What you will do: Write the records out again without change. Leave the pictures behind.

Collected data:
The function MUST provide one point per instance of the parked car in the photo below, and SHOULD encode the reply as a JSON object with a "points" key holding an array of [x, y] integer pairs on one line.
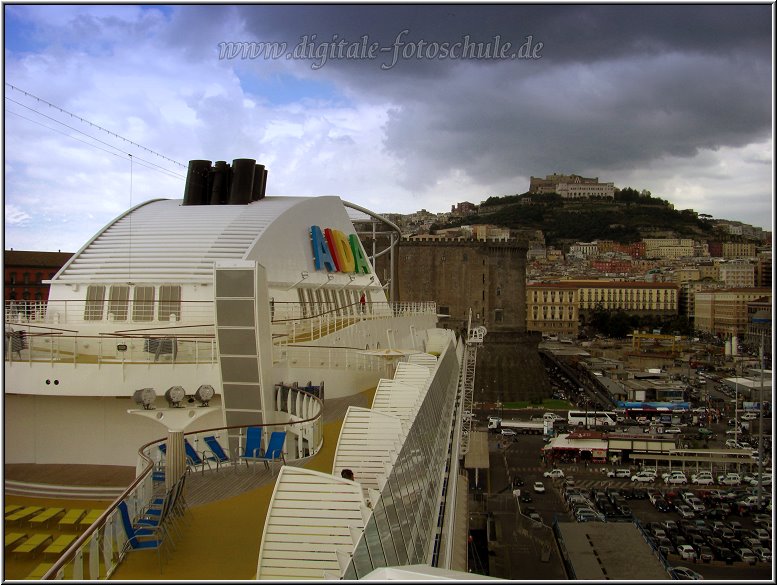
{"points": [[729, 479], [676, 477], [684, 573], [685, 511], [643, 477], [686, 552], [703, 478], [746, 556], [763, 554]]}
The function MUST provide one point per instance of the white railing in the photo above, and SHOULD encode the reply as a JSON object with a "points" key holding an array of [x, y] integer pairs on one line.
{"points": [[104, 542], [34, 337]]}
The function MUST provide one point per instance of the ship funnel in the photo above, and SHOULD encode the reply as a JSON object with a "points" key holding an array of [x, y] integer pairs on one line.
{"points": [[219, 184], [196, 190], [241, 188]]}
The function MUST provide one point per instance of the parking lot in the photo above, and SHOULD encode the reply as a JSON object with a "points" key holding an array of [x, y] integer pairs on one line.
{"points": [[519, 467]]}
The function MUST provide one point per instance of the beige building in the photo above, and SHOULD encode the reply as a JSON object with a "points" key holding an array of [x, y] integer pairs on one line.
{"points": [[669, 248], [555, 308], [724, 312], [737, 274], [738, 250]]}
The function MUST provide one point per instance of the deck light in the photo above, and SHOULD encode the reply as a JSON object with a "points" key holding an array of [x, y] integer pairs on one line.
{"points": [[204, 394], [174, 396], [145, 397]]}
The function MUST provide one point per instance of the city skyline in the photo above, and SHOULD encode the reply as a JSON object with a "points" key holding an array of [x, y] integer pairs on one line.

Written answer:
The function MUST provide one point per instance of the parked car in the photo below, and SHOULD encode the reply as a JSON object with a "points" key holding an array of [x, y] integer pairs on one line.
{"points": [[729, 479], [676, 477], [684, 573], [685, 511], [643, 477], [686, 552], [703, 478], [746, 556], [763, 554]]}
The function MUST provide one point per instance of the white railing in the photo above, and SHOULD encode the reply as a JSON object with a "points" key holding an array of [x, y] integer pairs on one line.
{"points": [[104, 542], [34, 337]]}
The function MUST provide one point per instance of the ship funnel in the photo above, and SHOULD encode the reply as a JSON object with a "points" key holding an array of [x, y] integer pairs on one line.
{"points": [[219, 184], [196, 190], [241, 188]]}
The function MUST provide one point per instance of the parking lot in the photo above, and SHOULD encode the reply as a JSON object with a "points" key holding an array of [x, y] integer pairs on one line.
{"points": [[519, 467]]}
The function MUST provide one point per instance of the beige building in the photo above, and SHOULD encode the reply as a JSON object with a "points" key holding an array of [x, y] integer pairs on one line.
{"points": [[669, 248], [555, 308], [724, 312], [737, 274], [738, 250]]}
The function MUST provide one point per instance of the deck light in the photo above, and SHOULD encode the reply as a JSON object with a "points" key holding an array of [x, y] integer pairs on one line.
{"points": [[204, 394], [174, 396], [145, 397]]}
The function MUST provide one point per instance of the city skyline in the photo above, and SHOULD encode the reply as a JSON object with a "points" key holding an array of [x, y] integer pairs on one line.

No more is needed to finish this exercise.